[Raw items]
BEGIN
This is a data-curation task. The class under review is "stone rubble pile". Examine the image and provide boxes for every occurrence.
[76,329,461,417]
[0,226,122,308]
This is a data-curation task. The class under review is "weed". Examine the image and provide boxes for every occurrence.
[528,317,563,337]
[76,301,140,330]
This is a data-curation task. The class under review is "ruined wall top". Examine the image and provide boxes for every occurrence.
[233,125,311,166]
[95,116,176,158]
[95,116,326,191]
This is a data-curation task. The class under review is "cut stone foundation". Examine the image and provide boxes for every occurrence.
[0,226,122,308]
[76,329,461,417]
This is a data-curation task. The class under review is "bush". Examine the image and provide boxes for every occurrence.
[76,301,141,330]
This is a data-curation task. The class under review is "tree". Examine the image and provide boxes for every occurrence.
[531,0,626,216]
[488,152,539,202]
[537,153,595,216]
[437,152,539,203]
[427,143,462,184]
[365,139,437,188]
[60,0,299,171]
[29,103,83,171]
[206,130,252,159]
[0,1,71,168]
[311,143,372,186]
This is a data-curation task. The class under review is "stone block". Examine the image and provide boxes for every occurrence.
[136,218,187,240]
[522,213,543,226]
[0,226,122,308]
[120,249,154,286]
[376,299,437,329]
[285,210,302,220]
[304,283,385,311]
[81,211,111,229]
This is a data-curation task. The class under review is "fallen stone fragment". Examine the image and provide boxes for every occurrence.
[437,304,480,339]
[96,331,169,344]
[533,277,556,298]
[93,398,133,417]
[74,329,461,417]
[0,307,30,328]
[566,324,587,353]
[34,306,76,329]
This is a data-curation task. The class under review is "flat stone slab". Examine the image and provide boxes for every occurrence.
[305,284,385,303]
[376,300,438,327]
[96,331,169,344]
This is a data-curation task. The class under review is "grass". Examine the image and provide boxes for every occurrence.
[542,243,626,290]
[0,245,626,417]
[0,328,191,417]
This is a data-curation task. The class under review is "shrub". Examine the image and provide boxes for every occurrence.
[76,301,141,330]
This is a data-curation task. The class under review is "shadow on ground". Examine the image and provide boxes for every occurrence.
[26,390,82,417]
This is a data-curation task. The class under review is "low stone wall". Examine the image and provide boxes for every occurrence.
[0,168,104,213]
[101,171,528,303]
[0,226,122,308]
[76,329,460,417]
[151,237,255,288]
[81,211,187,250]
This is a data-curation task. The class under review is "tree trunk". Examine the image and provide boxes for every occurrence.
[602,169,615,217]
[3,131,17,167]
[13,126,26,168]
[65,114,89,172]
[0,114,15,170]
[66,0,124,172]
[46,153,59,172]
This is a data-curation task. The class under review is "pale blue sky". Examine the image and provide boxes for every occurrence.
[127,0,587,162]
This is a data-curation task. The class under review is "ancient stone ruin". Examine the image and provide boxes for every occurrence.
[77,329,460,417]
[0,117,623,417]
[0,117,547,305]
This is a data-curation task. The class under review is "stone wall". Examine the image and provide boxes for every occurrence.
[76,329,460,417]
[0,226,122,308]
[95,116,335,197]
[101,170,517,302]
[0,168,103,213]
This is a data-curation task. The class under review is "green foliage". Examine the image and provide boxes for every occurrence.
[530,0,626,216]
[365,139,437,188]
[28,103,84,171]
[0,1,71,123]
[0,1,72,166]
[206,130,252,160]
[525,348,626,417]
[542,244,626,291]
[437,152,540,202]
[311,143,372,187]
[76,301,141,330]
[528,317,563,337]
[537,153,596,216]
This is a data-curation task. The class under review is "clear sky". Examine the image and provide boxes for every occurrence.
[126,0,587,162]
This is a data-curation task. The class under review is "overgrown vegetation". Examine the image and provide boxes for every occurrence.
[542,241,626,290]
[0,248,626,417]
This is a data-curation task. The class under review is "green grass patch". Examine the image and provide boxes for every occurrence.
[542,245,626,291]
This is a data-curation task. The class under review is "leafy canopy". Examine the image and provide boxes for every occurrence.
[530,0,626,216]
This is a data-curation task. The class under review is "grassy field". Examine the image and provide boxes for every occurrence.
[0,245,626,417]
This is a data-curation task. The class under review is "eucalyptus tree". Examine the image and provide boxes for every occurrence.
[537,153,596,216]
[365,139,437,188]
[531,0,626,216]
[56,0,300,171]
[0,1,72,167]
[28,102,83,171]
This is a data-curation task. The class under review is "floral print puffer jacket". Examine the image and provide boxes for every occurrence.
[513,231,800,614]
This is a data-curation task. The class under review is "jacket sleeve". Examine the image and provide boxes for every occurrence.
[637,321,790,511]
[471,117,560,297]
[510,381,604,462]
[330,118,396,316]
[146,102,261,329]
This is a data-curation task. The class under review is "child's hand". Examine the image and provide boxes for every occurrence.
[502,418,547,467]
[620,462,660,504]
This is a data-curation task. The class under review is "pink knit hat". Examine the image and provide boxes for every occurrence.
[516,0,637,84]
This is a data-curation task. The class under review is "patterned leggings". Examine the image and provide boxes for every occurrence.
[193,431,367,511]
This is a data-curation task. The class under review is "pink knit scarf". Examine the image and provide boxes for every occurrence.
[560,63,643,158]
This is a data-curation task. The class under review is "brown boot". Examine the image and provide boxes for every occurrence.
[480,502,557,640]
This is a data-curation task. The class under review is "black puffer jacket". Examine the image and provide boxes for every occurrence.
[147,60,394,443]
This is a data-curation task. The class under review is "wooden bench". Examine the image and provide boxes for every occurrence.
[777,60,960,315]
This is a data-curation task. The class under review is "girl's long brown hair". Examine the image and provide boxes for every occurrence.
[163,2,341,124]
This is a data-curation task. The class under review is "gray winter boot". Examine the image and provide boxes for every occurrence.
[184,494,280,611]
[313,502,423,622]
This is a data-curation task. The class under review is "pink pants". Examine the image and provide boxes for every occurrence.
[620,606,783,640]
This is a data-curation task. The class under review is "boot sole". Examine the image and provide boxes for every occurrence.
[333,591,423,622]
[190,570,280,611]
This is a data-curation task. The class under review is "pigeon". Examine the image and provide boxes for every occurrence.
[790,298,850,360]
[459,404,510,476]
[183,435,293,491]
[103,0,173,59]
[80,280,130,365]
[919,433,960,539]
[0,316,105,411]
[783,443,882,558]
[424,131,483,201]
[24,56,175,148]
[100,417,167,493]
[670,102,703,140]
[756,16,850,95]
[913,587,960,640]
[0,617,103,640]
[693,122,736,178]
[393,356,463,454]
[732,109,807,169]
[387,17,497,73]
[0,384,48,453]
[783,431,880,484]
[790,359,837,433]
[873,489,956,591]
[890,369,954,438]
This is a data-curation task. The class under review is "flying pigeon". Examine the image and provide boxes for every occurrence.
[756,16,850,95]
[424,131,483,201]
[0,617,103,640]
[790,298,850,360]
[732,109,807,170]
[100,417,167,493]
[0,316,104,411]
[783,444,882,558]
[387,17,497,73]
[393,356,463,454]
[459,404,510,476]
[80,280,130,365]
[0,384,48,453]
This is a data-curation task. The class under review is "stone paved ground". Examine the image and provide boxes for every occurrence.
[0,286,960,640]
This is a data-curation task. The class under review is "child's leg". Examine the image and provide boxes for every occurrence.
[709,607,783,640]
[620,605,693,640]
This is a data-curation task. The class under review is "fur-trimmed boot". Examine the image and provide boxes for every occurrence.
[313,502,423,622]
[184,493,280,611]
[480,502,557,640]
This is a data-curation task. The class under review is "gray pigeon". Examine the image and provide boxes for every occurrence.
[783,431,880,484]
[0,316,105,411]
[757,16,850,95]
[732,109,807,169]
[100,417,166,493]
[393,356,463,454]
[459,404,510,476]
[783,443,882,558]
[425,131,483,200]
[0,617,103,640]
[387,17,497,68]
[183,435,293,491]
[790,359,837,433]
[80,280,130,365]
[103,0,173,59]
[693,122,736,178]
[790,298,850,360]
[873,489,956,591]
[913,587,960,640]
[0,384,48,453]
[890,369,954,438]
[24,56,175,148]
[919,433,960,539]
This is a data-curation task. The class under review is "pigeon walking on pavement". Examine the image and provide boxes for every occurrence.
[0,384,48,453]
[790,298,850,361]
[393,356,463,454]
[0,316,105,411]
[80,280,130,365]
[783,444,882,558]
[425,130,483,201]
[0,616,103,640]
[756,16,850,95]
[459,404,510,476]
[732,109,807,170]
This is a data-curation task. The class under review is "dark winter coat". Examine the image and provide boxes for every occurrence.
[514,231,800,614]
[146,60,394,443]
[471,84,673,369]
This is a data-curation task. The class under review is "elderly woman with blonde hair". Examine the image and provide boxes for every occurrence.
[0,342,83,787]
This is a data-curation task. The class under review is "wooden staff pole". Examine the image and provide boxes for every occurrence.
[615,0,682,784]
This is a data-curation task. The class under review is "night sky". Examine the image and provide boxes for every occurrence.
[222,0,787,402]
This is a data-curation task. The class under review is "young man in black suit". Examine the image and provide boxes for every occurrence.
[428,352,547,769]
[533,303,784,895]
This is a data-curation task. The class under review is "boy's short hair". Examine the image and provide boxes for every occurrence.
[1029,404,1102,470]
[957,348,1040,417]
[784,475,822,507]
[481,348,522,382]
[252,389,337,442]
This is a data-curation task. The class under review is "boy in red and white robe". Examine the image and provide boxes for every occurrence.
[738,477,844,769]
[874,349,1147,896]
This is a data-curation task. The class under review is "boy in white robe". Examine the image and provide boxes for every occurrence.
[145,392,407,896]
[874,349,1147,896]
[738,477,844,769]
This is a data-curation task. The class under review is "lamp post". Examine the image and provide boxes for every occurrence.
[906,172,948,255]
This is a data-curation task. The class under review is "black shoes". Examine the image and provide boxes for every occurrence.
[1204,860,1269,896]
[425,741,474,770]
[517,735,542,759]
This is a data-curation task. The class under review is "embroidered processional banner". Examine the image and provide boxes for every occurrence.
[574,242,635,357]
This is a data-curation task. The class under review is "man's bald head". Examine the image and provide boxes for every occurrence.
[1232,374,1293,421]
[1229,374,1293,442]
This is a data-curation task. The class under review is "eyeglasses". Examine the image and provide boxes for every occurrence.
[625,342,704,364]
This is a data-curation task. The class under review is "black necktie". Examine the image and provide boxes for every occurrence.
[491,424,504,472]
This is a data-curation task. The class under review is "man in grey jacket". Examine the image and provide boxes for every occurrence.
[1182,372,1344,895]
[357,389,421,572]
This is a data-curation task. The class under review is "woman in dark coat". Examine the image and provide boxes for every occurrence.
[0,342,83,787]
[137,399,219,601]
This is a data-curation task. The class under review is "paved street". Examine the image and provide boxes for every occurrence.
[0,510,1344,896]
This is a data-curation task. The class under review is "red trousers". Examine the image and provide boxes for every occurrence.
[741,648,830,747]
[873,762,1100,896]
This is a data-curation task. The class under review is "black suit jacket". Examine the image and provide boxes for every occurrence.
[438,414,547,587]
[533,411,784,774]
END
Copy the items verbatim, starting at the first line and ending with the line that contains "[76,301,140,330]". Include both of those lines.

Answer to this task:
This is a data-curation task. The class under review is "stone rubble pile". Examine the image and provide boxes for every occurrence.
[76,329,461,417]
[0,226,122,308]
This is a data-curation task. The class under review is "weed". Examine the image and provide boxes for every occurrence.
[528,317,563,337]
[76,301,140,330]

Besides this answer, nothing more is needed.